What is expected: Retype all of the entries word for word.

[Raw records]

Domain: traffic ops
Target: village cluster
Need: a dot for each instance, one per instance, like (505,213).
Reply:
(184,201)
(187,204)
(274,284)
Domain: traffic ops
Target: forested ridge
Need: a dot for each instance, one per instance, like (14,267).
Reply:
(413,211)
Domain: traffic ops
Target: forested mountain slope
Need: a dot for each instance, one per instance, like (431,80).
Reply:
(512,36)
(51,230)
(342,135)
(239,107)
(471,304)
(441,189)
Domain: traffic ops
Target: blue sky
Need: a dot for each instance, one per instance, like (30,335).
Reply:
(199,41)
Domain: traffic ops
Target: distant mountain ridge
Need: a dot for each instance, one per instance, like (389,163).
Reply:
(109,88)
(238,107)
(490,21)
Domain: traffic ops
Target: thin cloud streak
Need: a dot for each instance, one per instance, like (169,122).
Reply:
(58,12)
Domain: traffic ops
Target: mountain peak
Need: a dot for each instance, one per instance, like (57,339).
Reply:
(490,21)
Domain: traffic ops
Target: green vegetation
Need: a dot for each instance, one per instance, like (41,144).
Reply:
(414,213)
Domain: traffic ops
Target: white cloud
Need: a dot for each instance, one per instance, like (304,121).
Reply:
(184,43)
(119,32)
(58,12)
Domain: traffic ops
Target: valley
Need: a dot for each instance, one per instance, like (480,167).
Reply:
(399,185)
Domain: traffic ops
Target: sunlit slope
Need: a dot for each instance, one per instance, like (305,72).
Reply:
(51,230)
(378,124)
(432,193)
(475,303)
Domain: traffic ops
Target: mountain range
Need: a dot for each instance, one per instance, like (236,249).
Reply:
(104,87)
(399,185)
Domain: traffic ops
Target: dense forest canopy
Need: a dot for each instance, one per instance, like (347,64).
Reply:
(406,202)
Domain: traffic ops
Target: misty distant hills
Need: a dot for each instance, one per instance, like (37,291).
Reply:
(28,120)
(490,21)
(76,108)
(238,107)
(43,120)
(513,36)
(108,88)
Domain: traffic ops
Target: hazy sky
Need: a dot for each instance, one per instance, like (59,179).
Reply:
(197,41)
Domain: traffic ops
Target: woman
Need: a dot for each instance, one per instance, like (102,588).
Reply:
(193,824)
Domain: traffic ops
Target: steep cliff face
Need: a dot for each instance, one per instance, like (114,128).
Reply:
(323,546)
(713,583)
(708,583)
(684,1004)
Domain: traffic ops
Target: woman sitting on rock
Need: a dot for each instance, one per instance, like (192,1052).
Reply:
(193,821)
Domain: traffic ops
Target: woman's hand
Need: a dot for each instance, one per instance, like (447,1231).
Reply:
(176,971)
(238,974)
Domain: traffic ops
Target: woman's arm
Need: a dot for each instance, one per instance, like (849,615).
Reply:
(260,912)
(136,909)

Written solution:
Domain: traffic ops
Target: village cluster
Need: a dot for each instance, one per instance, like (505,213).
Reply:
(184,201)
(187,204)
(274,284)
Domain: traffic ops
Target: forested ridge
Need: a dot for each instance, one per instance, like (14,267).
Reply:
(413,211)
Domain: traffic ops
Target: forested mountain slope
Need: a dot for each instance, one per instance, like (431,80).
Reply:
(512,36)
(51,230)
(342,135)
(239,107)
(471,304)
(441,189)
Domain: traffic ops
Target: blue sky
Need: a dot for each instance, one per instance, like (30,335).
Reply:
(199,41)
Domain: traffic ops
Target: distant mountain ridge
Need: a dot for each instance, one per instance, like (389,163).
Reply:
(109,88)
(238,107)
(490,21)
Domain: traffic ops
Target: thin cloud streak
Need: a dot for each instance, one per instance, like (169,122).
Reply:
(58,12)
Domain: traffic ops
Target: mountain peak
Need: a dot for each instance, one per instance, like (57,339).
Reply:
(490,21)
Domain: traffic ops
Target: green vegetation
Need: a dot for each instance, one per instance, like (41,144).
Reply:
(414,213)
Domain: traffic ops
Target: white cloud
Need: a dot for each instance, one per instance, like (304,121).
Reply:
(184,43)
(119,32)
(58,12)
Domain: traffic ops
Target: valley
Need: a dot for each instance, one per instance, like (480,167).
Reply:
(399,185)
Domain: traffic ops
Target: sunlit slope
Need: a dot for each instance, one per instance, like (305,72).
Reply:
(51,230)
(378,124)
(432,193)
(475,303)
Domain: traffic ops
Target: mountain range
Need: a dot for each instance, one per instance, like (236,249).
Reply:
(104,87)
(399,185)
Domain: traffic ops
Target: dense forest canopy
Need: a dot for each instance, one per instance, like (347,64).
Reply:
(406,202)
Domain: traffic ops
Target: misty distant hills
Need: a dot for each instance, one per instance, like (37,291).
Reply:
(28,120)
(490,21)
(76,108)
(238,107)
(43,120)
(513,36)
(108,88)
Domain: traffic ops
Target: hazy sky
Need: a dot for each instance, one per instance, like (59,179).
Reply:
(197,41)
Domain: traffic ops
Target: woman
Need: a dot for each instance, one per instance, like (102,588).
Reply:
(193,824)
Domain: traffic ops
Target: steep cliff face
Need: a dot for each instance, one per instance, like (114,128).
Reply:
(323,546)
(713,583)
(708,583)
(684,1004)
Domain: traffic ops
Target: woman sitting on rock
Need: a dot for each instance, one per instance, like (192,1052).
Reply:
(193,821)
Domain: traffic ops
Target: woman's hand
Need: a dot for each instance, one per instance, like (447,1231).
Reply:
(176,971)
(238,974)
Domain: traffic ops
Target: woman's arm
Need: a dot for each instance, one per instance, like (849,615).
Reply:
(260,912)
(136,909)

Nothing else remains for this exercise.